== Document extract ==

Thursday, March 25, 2004
Calgary's News & Entertainment Weekly
FFWD Weekly
FILM
by Kim Linekin
You’re killing me
The Coen brothers are back with another dud
Review
THE LADYKILLERS
Starring Tom Hanks, Marlon Wayons and Irma P. Hall
Directed by Ethan Coen and Joel Coen
Opens Friday, March 26
Check listings

O Coen brothers, where art thou? With the one-two thud of Intolerable Cruelty and now The Ladykillers, filmmaking sibs Joel and Ethan Coen are in danger of imitating Woody Allen in his late career, putting out two or more crappy films for every good one. I wouldn’t go so far as to call them hacks yet, but they could stand to pause for an original idea to strike before lifting a pen and camera and our wallets again.

The Ladykillers is a flaccid remake of the 1955 British caper starring Alec Guinness, transplanted to the deep South and featuring Tom Hanks in his first straightforward comic role since he started hoovering up those Oscars. He does know a meaty part when he reads one, even if it’s surrounded by a lot of excess fat. Hanks sinks his false teeth into the role of Goldthwait Higginson Dorr III, Ph.D., a former classics professor who looks like Colonel Sanders but speaks like Major Winchester from M.A.S.H. As the film opens, Goldthwait arrives at the doorstep of Mrs. Munson (Irma P. Hall), hoping to rent a room in her house and secretly burrow a tunnel through her basement to the counting room of a nearby casino. The team he’s assembled for the heist is introduced in a series of vignettes worthy of the Coen name – the best is the helmet-cam used to show Lump (Ryan Hurst) getting tackled repeatedly in a football game from his point of view. Lump is the meathead of the team, and after he’s introduced, he’s no longer funny. The others are better fleshed out but still unoriginal. We have a taciturn Asian general, a handlebar-moustached explosives expert with irritable bowel syndrome and Marlon Wayans as a booty-lovin’, expletive-spouting janitor (a borderline offensive stereotype if there ever was one).

===

◆ What to work on ◆
Continue the review of The Ladykillers from the point where it stops. None of the rows are needed for this.

== Material shown ==

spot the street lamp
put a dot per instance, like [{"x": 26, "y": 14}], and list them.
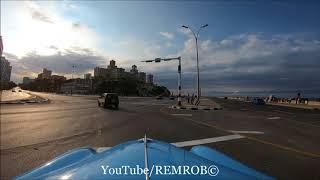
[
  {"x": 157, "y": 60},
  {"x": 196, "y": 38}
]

===
== Material shown ==

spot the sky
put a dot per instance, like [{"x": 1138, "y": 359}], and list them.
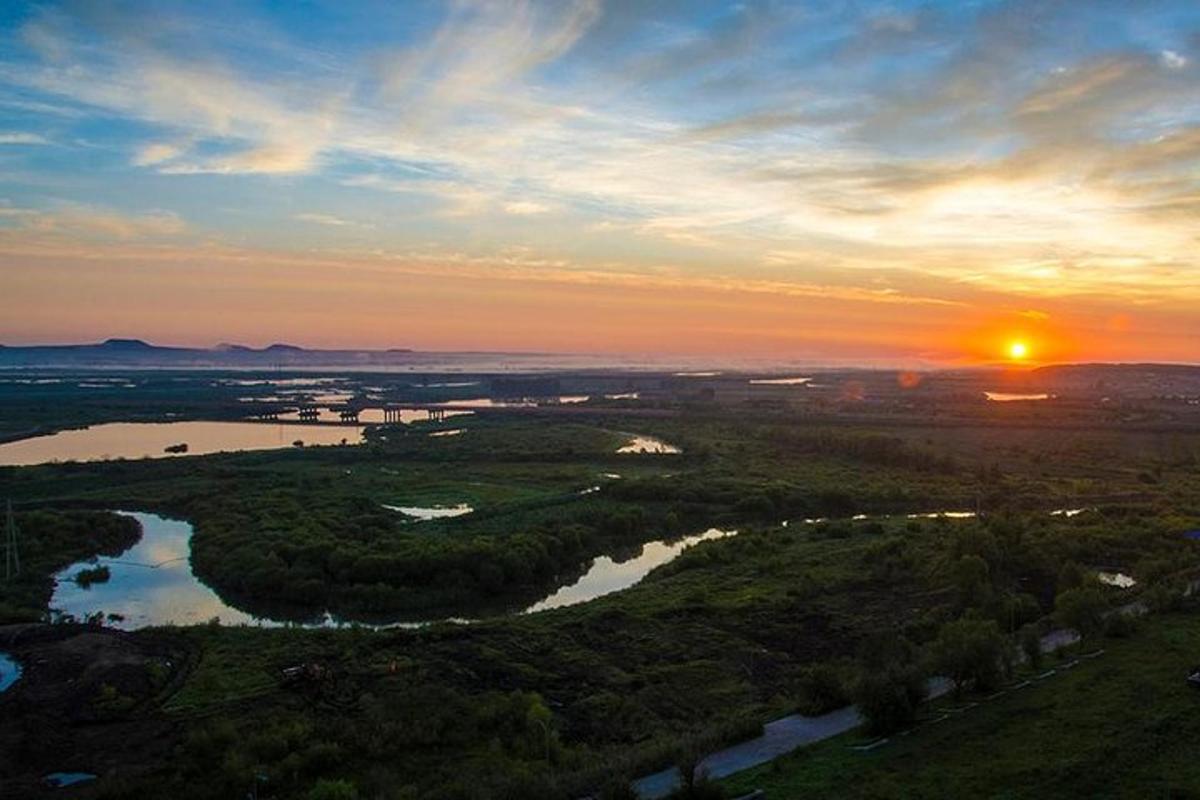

===
== Material shown ==

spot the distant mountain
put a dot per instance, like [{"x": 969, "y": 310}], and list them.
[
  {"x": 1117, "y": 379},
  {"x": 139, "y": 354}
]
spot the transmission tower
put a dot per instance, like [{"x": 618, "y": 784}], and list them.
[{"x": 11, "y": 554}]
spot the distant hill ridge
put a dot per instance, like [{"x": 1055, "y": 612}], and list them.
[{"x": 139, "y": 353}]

===

◆ Exercise answer ◆
The Coens take forever setting up their characters and building up to the heist, so by the time Goldthwait’s posse hits a snag, the movie’s almost over. Forgive me if I’m wrong, but aren’t capers supposed to be fast-paced, zany and full of surprises? In the absence of any narrative complexity, the pleasure in this film, as in all the Coen brothers’ work, lies in the odd character details and strong performances. Mrs. Munson is a fittingly down-to-earth foil for the florid-tongued Goldthwait, and Hall delivers the deadpan goods against Hanks’s initially charming, increasingly grating mannerisms like his Butthead-style snigger. Pretty much every interesting detail gets ironed into a cliché by the end.

The biggest disappointment is Goldthwait. The Coen brothers have a forest-for-the-trees problem with him, carving out the minutiae of his character in long, chatty scenes, yet failing to give us any larger sense of his transformation from professor to criminal, let alone from gentleman criminal to assassin. The Ladykillers offers no flashbacks and no voiceovers to give us a peek inside Goldthwait’s mind. Like the film itself, he’s all surface and no substance.